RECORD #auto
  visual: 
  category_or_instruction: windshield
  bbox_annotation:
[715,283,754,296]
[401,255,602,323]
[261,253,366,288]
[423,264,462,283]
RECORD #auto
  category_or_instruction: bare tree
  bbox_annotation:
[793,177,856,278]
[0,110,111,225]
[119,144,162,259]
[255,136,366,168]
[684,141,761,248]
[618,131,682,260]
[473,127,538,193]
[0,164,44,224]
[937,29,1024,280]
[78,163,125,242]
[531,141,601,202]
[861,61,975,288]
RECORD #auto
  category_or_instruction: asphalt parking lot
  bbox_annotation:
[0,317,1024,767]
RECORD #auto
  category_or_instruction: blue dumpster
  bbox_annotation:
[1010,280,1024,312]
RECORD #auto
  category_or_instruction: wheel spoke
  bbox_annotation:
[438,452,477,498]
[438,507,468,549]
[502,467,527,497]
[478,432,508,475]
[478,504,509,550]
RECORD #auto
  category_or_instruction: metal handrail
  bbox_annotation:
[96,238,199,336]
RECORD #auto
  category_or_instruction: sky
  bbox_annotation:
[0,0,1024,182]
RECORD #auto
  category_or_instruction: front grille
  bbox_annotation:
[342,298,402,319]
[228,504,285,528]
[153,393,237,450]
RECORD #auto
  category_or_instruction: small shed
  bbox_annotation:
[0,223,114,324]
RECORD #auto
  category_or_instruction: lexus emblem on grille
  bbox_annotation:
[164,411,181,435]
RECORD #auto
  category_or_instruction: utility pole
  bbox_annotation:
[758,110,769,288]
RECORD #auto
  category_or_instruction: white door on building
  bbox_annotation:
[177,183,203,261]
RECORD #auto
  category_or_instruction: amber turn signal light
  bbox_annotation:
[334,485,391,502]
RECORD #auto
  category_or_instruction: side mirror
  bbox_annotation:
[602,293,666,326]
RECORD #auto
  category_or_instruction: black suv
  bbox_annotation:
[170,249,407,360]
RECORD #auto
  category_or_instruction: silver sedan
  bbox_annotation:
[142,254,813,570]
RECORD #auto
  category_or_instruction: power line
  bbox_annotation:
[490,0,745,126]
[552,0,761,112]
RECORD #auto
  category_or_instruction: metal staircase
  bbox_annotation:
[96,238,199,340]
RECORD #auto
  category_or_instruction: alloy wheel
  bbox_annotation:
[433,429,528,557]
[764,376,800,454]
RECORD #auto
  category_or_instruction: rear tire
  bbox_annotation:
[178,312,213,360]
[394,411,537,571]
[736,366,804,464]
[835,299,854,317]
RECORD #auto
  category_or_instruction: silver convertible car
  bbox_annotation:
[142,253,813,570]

◇ ◇ ◇ ◇ ◇

*AIM OF THE TASK*. Render the lines above, from the first one through the line containing "[0,317,1024,767]", as a Markdown table with the columns "Row" and "Line". Number each row and skip blank lines.

*RESULT OF THIS TASK*.
| Row | Line |
|---|---|
| 1 | RECORD #auto |
| 2 |   visual:  |
| 3 |   category_or_instruction: windshield |
| 4 |   bbox_annotation: |
| 5 | [715,283,754,296] |
| 6 | [401,255,602,323] |
| 7 | [261,253,366,288] |
| 8 | [423,264,462,283] |
| 9 | RECORD #auto |
| 10 |   category_or_instruction: bare tree |
| 11 |   bbox_annotation: |
| 12 | [793,177,856,278] |
| 13 | [0,110,111,225] |
| 14 | [119,144,162,259] |
| 15 | [255,136,366,168] |
| 16 | [684,141,761,248] |
| 17 | [618,131,682,260] |
| 18 | [473,127,538,193] |
| 19 | [0,164,44,224] |
| 20 | [937,29,1024,280] |
| 21 | [78,163,125,242] |
| 22 | [531,141,601,202] |
| 23 | [861,61,975,288] |
| 24 | RECORD #auto |
| 25 |   category_or_instruction: asphalt parking lot |
| 26 |   bbox_annotation: |
| 27 | [0,317,1024,767] |